___ Page text

You are almost there, you just need to change the last line of the function definition to `return [np.array(Masses)]`. Basically, the `otypes=[tt.dvector]` promises that your function returns a list containing one f64 numpy array.

Thanks a lot, it actually worked ! I knew I was close, but not that close Now, it is running, yet it is telling me that it is going to take about 300h…any idea why it is so much slower ?
I actually had tried really simple distributions earlier and using as_op, and noticed a considerable slowdown but not even by that much…
I guess the original code works directly on the logp, is it what makes the whole difference?

The original function `sampleFromSalpeterDATA` itself is quite slow to evaluate (in python3 at least), so it is not very surprising that it is even slower when wrapped in `theano.as_op`.

The best way forward I think, it’s to rewrite `sampleFromSalpeter` into a vectorized numpy function (without the while loop), and then extend it into a theano function.

______
___ Given data

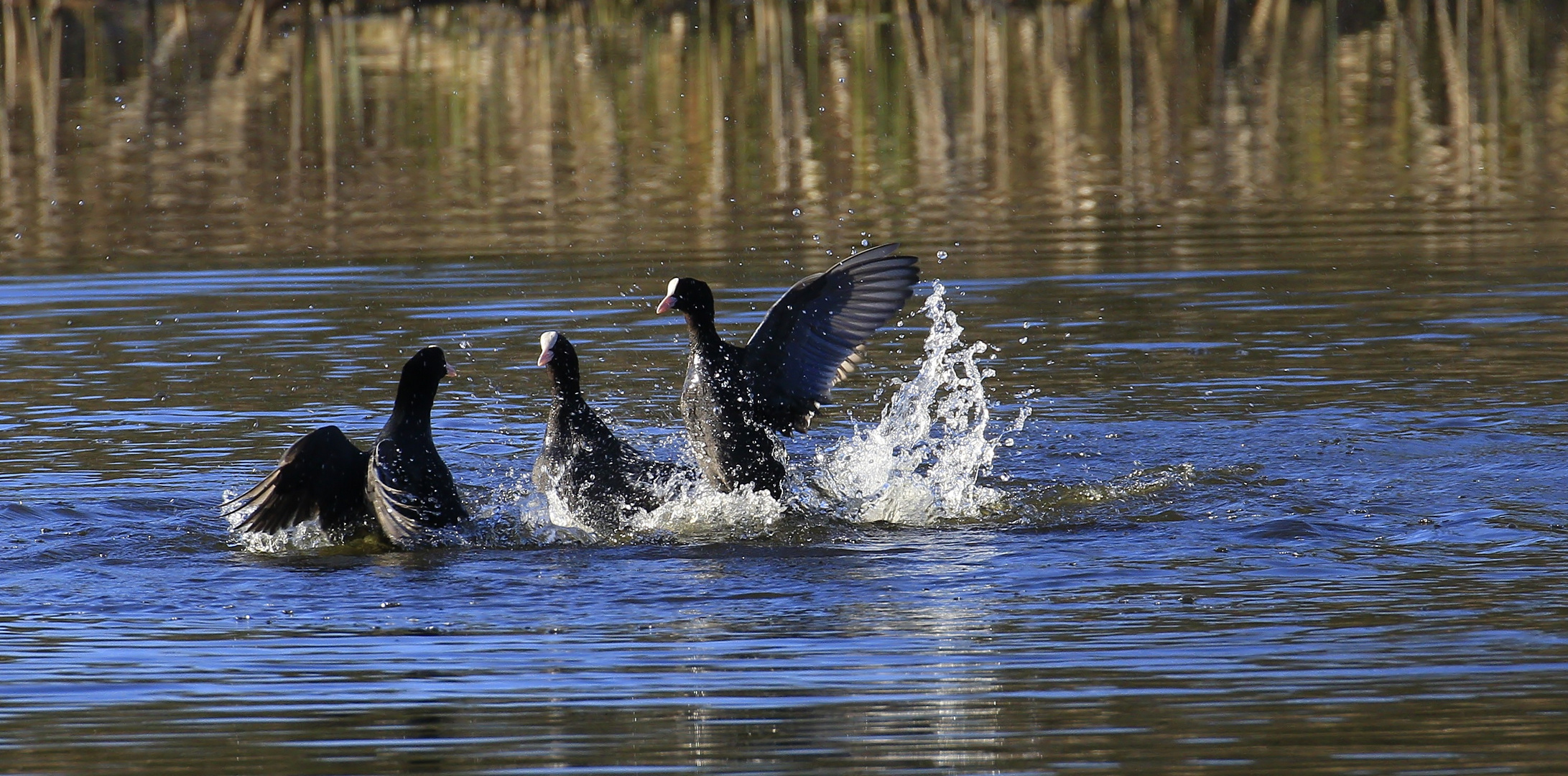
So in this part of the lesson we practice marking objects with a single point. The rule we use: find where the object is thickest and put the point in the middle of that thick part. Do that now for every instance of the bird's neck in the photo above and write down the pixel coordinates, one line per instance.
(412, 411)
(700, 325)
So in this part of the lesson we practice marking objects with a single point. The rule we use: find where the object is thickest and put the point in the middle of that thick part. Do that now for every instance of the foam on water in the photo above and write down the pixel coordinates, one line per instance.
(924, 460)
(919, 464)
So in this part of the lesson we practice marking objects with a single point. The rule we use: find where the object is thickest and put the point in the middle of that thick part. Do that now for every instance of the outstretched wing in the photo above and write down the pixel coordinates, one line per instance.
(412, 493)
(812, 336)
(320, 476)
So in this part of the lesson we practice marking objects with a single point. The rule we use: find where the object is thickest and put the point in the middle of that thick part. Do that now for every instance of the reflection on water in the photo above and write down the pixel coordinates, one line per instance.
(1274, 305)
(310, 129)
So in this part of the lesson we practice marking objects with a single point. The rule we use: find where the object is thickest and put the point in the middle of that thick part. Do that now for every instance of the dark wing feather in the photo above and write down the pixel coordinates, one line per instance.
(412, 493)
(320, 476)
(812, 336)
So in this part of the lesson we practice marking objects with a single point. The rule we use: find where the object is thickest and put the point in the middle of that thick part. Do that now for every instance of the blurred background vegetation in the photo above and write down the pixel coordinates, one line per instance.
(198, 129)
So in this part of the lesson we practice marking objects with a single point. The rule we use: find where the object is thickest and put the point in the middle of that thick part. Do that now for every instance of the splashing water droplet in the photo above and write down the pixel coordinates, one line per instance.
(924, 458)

______
___ Given data

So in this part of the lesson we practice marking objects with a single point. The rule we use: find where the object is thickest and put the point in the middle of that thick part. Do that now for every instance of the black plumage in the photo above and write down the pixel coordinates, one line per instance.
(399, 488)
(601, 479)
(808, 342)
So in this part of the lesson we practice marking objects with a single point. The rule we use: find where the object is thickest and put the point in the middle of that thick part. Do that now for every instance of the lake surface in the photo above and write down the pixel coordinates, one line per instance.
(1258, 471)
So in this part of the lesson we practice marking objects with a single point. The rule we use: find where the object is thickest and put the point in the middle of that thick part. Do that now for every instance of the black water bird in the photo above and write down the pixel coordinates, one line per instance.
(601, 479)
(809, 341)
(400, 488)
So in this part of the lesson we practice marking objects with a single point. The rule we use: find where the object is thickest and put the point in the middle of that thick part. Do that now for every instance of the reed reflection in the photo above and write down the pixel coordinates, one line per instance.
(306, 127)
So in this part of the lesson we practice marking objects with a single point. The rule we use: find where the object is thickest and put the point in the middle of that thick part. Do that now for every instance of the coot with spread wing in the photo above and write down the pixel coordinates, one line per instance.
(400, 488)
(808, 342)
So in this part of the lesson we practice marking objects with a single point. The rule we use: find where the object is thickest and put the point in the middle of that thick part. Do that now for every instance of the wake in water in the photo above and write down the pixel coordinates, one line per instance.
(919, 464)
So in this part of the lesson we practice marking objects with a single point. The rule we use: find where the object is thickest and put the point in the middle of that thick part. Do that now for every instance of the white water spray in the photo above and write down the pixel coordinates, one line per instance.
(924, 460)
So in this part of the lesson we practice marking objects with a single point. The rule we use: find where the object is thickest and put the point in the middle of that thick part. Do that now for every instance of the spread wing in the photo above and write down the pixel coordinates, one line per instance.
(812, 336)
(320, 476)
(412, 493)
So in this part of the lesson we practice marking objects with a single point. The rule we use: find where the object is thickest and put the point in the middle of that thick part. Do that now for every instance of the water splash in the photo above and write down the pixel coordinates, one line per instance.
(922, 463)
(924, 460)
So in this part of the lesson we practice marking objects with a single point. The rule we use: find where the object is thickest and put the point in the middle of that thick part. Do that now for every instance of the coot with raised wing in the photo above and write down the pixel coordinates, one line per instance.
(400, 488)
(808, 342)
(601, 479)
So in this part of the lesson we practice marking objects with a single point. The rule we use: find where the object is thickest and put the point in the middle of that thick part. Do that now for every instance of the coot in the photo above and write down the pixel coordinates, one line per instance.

______

- Requests
1: Reproduce the part of the forum thread that opens with the words containing "You are almost" and closes with "the whole difference?".
2: According to the forum thread, what does `otypes=[tt.dvector]` promise about the function?
These entries have no connection to the forum thread.

- Solutions
1:
You are almost there, you just need to change the last line of the function definition to `return [np.array(Masses)]`. Basically, the `otypes=[tt.dvector]` promises that your function returns a list containing one f64 numpy array.

Thanks a lot, it actually worked ! I knew I was close, but not that close Now, it is running, yet it is telling me that it is going to take about 300h…any idea why it is so much slower ?
I actually had tried really simple distributions earlier and using as_op, and noticed a considerable slowdown but not even by that much…
I guess the original code works directly on the logp, is it what makes the whole difference?

2: It promises that the function returns a list containing one f64 numpy array.